BRANO RIPORTATO

>>

Il caleidoscopio del tempo: a partire da Massimiliano Tomba, Attraverso la piccola porta, (Mimesis, Milano-Udine, 2017)

ORSOLA GOISIS [ITA_23_03_2018]

 

“Il giardino dei sentieri che si biforcano era il romanzo caotico; le parole ai diversi futuri (non a tutti), mi suggerivano l’immagine della biforcazione nel tempo, non nello spazio […] in tutte le opere narrative, ogni volta che si è di fronte a diverse alternative, ci si decide per una e si eliminano le altre; in quella del quasi inestricabile Ts’ui PenX, ci si decide – simultaneamente – per tutte. Si creano così, diversi futuri, diversi tempi, che a loro volta proliferano e si biforcano”[1].

 

La memoria del curioso giardino descritto da Borges in un noto testo del 1941, mi ha accompagnata, come un adagio, nel corso della lettura dei quattro saggi su Benjamin che compongono Attraverso la piccola porta di Massimiliano Tomba.

È, infatti, a partire dal tempo e attorno al tempo, nelle sue pieghe anacronistiche, nei suoi iati e nelle sue aritmie, che si snoda la domanda filosofica dell’autore[2].

È la modernità capitalista ad aver profondamente modificato la natura della temporalità, ad averla assolutizzata nei termini di una linearità cieca e tirannica, lungo la quale tutti i fatti sembrano equivalersi, e non saranno né lo storicismo, né le contromosse automatiche di un mal inteso materialismo storico a ricucire le vestigia dell’individuo, giacente in frantumi, spogliato della possibilità di fare esperienza, annientato nella sua capacità di sintesi.

Ed è dunque, conseguentemente, dall’antropologia che occorre ripartire, provando a ipotizzare che anche la profonda crisi dell’esperienza e la distruzione del “vecchio soggetto”, se visti dal punto di vista del collettivo, possano rivelarsi occasioni di liberazione di una nuova coscienza politica, a patto che si cominci a pensare nei termini di una temporalità altra, come suggerisce Benjamin, a condizione che si ammetta un elemento di trascendenza capace di funzionare da contropeso alla struttura religiosa che il capitalismo va assumendo.

Trascendenza, si è detto, e non “irrazionale”: diverse geometrie, diversi possibili, sono da pensarsi a partire dal reale, dalla “crisi” nelle sue molteplici forme.

Come un caleidoscopio, intrappolando la luce in sconnessi frammenti di vetro, è capace di restituirci sempre nuovi armonici arazzi, così il pensiero filosofico di Walter Benjamin, come riconsegnato nel libro di Tomba, diviene prisma attraverso cui scintillano trascurate facce della nostra modernità.

Non è un caso, io credo, che la bella copertina di Attraverso la piccola porta ci regali diverse prospettive sull’autore, suggerendo dal principio il contenuto dell’opera: come in un caleidoscopio, si dischiudono variopinti petali, inediti disegni, geologiche sovrapposizioni di stoffe colorate.

<<

CONSEGNA 1
Elenca tutto ciò che, secondo il brano, si dischiude sulla copertina del libro.
CONSEGNA 2
Ricopia dal brano il passo che va da "Ed è dunque, conseguentemente, dall’antropologia" a "sue molteplici forme.".
I dati qui sotto sono un materiale a sé, separato dal brano.

MATERIALE
>>

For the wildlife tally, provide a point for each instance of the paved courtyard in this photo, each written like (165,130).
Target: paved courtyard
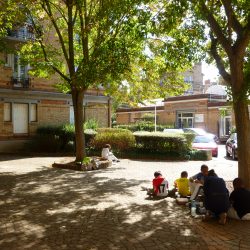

<<

RISPOSTA 1
variopinti petali; inediti disegni; geologiche sovrapposizioni di stoffe colorate

RISPOSTA 2
Ed è dunque, conseguentemente, dall’antropologia che occorre ripartire, provando a ipotizzare che anche la profonda crisi dell’esperienza e la distruzione del “vecchio soggetto”, se visti dal punto di vista del collettivo, possano rivelarsi occasioni di liberazione di una nuova coscienza politica, a patto che si cominci a pensare nei termini di una temporalità altra, come suggerisce Benjamin, a condizione che si ammetta un elemento di trascendenza capace di funzionare da contropeso alla struttura religiosa che il capitalismo va assumendo.

Trascendenza, si è detto, e non “irrazionale”: diverse geometrie, diversi possibili, sono da pensarsi a partire dal reale, dalla “crisi” nelle sue molteplici forme.